Record set ▸
---*---

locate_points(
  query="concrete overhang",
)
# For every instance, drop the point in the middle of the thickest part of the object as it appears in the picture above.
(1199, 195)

---*---

What you are asked to do ▸
Please render every entry above as a Markdown table with the columns Row and Line, giving each non-blank line its own numbered row.

Expected answer ▸
| Row | Line |
|---|---|
| 1 | locate_points( |
| 2 |   query="concrete overhang", |
| 3 | ) |
| 4 | # For every instance, drop the point in the middle of the thickest part of the object as it appears in the picture above. |
| 5 | (1199, 195) |